◆ **PROBLEM REQUIREMENTS**
Copy the rows in the stretch from the one containing "Phrase: bride's ear" through the final row, both included, keeping every phrase and shifting each point coordinate in the answers up by 29.

◆ **DATASET EXCERPTS**
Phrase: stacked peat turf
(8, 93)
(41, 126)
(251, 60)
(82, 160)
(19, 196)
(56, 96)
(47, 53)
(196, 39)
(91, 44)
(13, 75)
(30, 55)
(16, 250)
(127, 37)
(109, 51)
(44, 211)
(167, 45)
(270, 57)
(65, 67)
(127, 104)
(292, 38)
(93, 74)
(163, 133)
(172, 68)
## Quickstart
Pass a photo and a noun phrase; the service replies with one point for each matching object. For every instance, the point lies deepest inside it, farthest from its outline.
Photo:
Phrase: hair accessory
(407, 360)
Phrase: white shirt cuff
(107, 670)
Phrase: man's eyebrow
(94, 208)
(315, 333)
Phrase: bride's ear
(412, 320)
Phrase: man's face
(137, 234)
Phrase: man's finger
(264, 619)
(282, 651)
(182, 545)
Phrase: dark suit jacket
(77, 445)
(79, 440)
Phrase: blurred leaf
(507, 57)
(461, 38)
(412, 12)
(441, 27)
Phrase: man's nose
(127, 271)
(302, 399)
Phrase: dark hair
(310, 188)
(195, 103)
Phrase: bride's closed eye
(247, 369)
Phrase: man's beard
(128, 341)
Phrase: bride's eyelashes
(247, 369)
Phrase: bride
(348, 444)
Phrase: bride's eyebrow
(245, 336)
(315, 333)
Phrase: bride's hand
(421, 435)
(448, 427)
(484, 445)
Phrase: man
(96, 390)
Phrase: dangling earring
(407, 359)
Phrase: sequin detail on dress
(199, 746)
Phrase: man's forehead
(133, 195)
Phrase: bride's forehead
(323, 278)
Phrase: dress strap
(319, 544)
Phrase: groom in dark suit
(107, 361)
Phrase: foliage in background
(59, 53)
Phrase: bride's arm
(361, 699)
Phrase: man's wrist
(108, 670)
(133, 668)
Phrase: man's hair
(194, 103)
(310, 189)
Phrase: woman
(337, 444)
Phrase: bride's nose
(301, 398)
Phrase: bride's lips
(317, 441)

◆ **TASK OUTPUT**
Phrase: bride's ear
(441, 349)
Phrase: man's face
(166, 263)
Phrase: man's finger
(293, 648)
(311, 680)
(211, 574)
Phrase: dark suit jacket
(106, 474)
(108, 469)
Phrase: blurred leaf
(536, 86)
(490, 67)
(441, 41)
(470, 56)
Phrase: man's nose
(156, 300)
(331, 428)
Phrase: dark hair
(339, 217)
(224, 132)
Phrase: bride's closed eye
(276, 398)
Phrase: man's beard
(157, 370)
Phrase: bride's eyelashes
(276, 398)
Phrase: bride
(377, 473)
Phrase: bride's eyebrow
(274, 365)
(344, 362)
Phrase: bride's hand
(450, 464)
(477, 456)
(513, 474)
Phrase: man
(125, 419)
Phrase: dangling earring
(436, 388)
Phrase: sequin detail on dress
(228, 775)
Phrase: man's forehead
(162, 224)
Phrase: bride's forehead
(352, 307)
Phrase: dress strap
(348, 573)
Phrase: groom in dark suit
(136, 390)
Phrase: foliage in background
(88, 82)
Phrase: bride's arm
(390, 728)
Phrase: man's wrist
(137, 699)
(162, 697)
Phrase: man's hair
(223, 132)
(339, 218)
Phrase: woman
(366, 473)
Phrase: bride's nose
(330, 427)
Phrase: bride's lips
(346, 470)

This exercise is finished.